*WHAT YOU HAVE TO DO*: Restate every record word for word, without the pictures.

Collected data entries

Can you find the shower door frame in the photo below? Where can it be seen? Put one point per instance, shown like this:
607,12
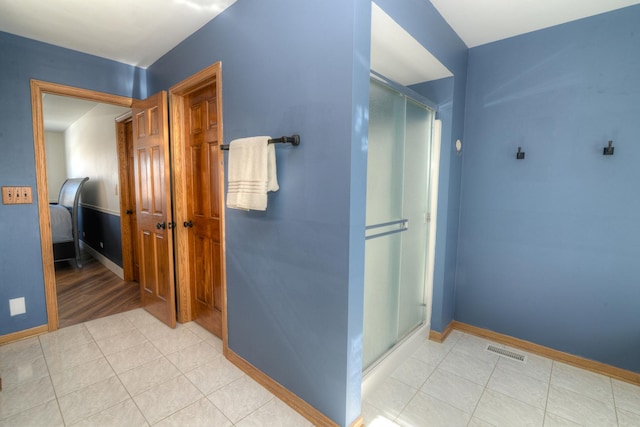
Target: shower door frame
384,366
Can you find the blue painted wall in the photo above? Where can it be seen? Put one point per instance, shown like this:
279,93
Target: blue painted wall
549,246
20,254
426,25
295,272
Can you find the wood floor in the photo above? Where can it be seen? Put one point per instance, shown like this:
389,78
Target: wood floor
91,292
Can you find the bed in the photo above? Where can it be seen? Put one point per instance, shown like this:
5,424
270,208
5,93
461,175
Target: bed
64,222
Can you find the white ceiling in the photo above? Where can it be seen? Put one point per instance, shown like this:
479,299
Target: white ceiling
134,32
479,22
59,112
141,31
410,65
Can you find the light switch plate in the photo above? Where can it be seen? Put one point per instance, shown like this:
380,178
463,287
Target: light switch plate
17,306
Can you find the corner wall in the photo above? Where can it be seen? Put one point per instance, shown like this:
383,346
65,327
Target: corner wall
295,272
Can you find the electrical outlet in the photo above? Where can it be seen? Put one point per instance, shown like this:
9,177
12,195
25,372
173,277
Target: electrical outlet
17,306
25,195
8,195
17,195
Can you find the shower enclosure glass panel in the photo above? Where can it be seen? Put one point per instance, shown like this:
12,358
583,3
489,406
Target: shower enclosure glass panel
397,212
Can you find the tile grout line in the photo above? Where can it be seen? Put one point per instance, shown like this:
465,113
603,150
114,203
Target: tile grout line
484,390
424,382
118,375
46,363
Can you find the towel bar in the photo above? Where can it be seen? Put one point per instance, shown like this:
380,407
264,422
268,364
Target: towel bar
293,140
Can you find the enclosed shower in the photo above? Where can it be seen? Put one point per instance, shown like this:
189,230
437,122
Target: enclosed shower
397,219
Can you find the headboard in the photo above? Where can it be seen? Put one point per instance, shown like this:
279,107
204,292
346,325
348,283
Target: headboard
70,192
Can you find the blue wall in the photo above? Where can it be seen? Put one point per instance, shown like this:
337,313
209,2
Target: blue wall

*SOLUTION*:
Can you find the shower door frame in the photo below? Where can it be seen? Put one point per instance, shown like this:
607,12
Target: shower door frame
384,366
Can you find the blue painted wall in the photo above? Where can it be seen? Put one point per instance, shown like this:
279,93
Target: blue painted wall
549,246
20,254
426,25
295,272
Can you find the wood floor in the photo above? Where can it be seen? Put one point per instance, shown like this:
389,78
Target: wood floor
91,292
Can you find the bed in the photo above? Where can it be seen? Put one point per instance, shown like this:
5,424
270,208
5,93
461,175
Target: bed
64,222
Can you find the white ceiling in the photo above? Where can it be seen? Put one point per instance, shown like this:
479,299
Target: white ceiling
134,32
479,22
59,112
141,31
410,65
Can you find the light switch plate in the photo above? Where can it be seen? Put one point per instance, shown like this:
380,178
463,287
Target: light switch plate
17,306
Can you find the corner wall in the photo above? Where can it be seen? Put one point per instance, shown like this:
383,346
65,327
Target: corner wall
295,272
Can you find the electrical outlet in the photo above? Where can it be seen? Put one point per instance, shown like this:
9,177
12,195
25,372
173,277
Target: electrical outlet
17,306
25,195
8,195
17,195
Can you find the shower enclosure glass panel in the photo above? Where can it be seen? Put one point per instance, shown like this:
12,358
583,3
489,406
Target: shower enclosure glass panel
397,212
Can you find the tile grout line in the photo above? Where can it be seen? Put one point per instance, shown like this:
465,113
603,150
114,203
Target: tile grout line
484,390
424,382
118,375
46,363
Can you find the towel bar in the photo above? Where can it be seen? Put one point per instance, shown like this:
380,407
264,422
268,364
Target: towel bar
293,140
Can you find the enclosed shower in the photo above? Where can it be seen? Put one point per instance, shown like this:
189,230
437,122
Target: enclosed shower
397,219
Can you find the headboard in the photo above? Where can it be seen? Put one point per instance, shown like this:
279,107
204,292
346,325
348,283
Target: headboard
70,192
Can you find the blue wall in the photo above? Where can it be seen? Put one point per instance, shown like this:
337,313
209,2
Target: blue wall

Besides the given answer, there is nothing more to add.